→ PROBLEM TO WORK ON
Output the entries below exactly as written, omitting pictures.

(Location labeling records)
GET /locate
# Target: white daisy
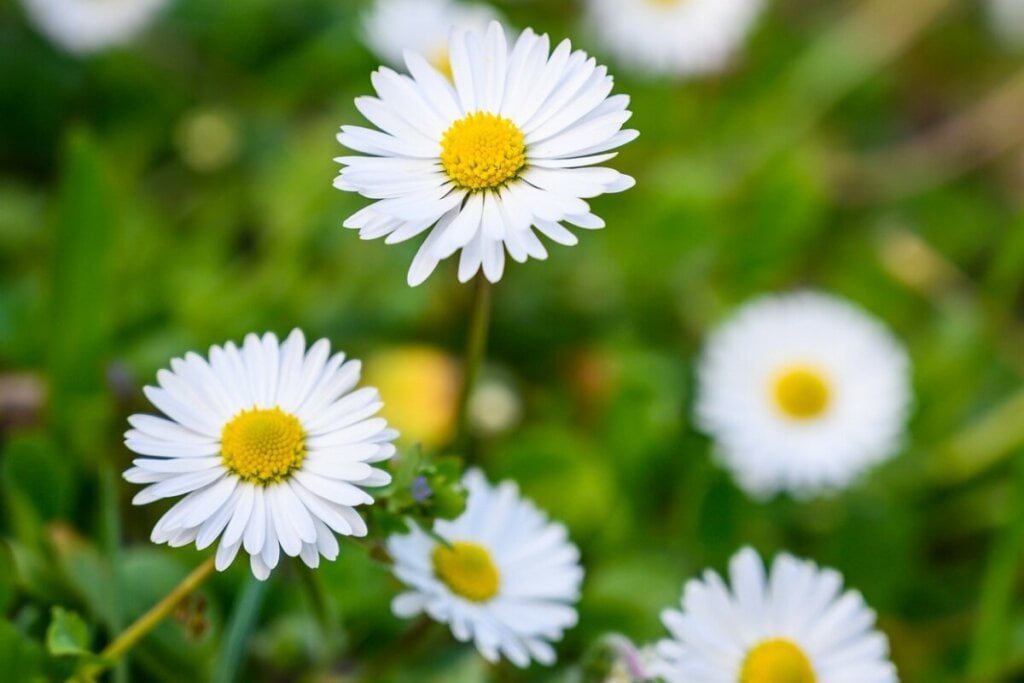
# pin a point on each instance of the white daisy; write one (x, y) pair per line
(88, 26)
(507, 581)
(1007, 19)
(796, 626)
(802, 393)
(421, 26)
(673, 37)
(271, 445)
(508, 147)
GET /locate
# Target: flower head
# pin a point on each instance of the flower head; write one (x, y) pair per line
(88, 26)
(271, 445)
(675, 37)
(507, 147)
(794, 625)
(507, 579)
(802, 392)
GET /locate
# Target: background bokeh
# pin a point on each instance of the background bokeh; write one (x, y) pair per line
(163, 197)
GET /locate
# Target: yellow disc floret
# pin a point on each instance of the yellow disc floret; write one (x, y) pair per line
(482, 151)
(467, 569)
(802, 392)
(777, 660)
(263, 445)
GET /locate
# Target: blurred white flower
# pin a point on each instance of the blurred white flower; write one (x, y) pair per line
(672, 37)
(1007, 19)
(507, 581)
(270, 444)
(803, 392)
(480, 164)
(795, 625)
(495, 407)
(82, 27)
(423, 27)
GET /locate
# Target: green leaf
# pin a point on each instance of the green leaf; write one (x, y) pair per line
(7, 577)
(81, 288)
(68, 635)
(22, 657)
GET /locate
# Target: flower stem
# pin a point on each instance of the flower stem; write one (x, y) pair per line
(147, 622)
(476, 345)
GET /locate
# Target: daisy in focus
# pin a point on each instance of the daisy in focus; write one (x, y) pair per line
(508, 147)
(795, 625)
(673, 37)
(802, 392)
(421, 26)
(271, 445)
(507, 581)
(81, 27)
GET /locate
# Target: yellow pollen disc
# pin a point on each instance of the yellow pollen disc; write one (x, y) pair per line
(777, 660)
(802, 392)
(262, 445)
(467, 569)
(482, 151)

→ ANSWER BELOW
GET /locate
# Target: white daisy
# pin a point on each instance of the white daisy; write one (x, y) pair per line
(88, 26)
(507, 581)
(1007, 19)
(796, 626)
(802, 393)
(421, 26)
(673, 37)
(271, 445)
(508, 147)
GET /locate
# Target: flower head
# pin a point on each instance of the flower head; write one (x, y) pair per line
(88, 26)
(271, 445)
(675, 37)
(507, 147)
(794, 625)
(507, 579)
(802, 392)
GET /locate
# Target: background bokeh
# pin a point on each instance of the background bokeh; write one (x, y) pair per line
(163, 197)
GET /locate
# Target: yellow disc floret
# pin a point on each instance of the yellow disc floret; write one (x, y) pair per line
(482, 151)
(467, 569)
(802, 392)
(777, 660)
(263, 445)
GET /locate
# Target: blurred white flower
# pin a point on each instance of the blurred white flower; write one (x, y) pair per line
(672, 37)
(1007, 19)
(507, 581)
(270, 444)
(803, 392)
(480, 164)
(795, 625)
(495, 407)
(82, 27)
(423, 27)
GET /locate
# Target: green leaf
# pin a point on each instance of the green leaf; write one (x, y) pair per line
(7, 577)
(81, 288)
(68, 635)
(22, 657)
GET /locate
# Target: flower stem
# pin a point on each instance of the flower stem; write one (x, y) pair per line
(147, 622)
(476, 345)
GET /locate
# Target: daisy in focus
# pin a point on each instance of the daisy in focus; write one (x, y) pair per line
(508, 147)
(795, 625)
(673, 37)
(802, 392)
(421, 26)
(271, 445)
(507, 581)
(81, 27)
GET /locate
# Target: yellow pollen disc
# pin a point on each instance of the yellow pollen disc; write one (x, y) pair per line
(777, 660)
(802, 392)
(262, 445)
(467, 569)
(482, 151)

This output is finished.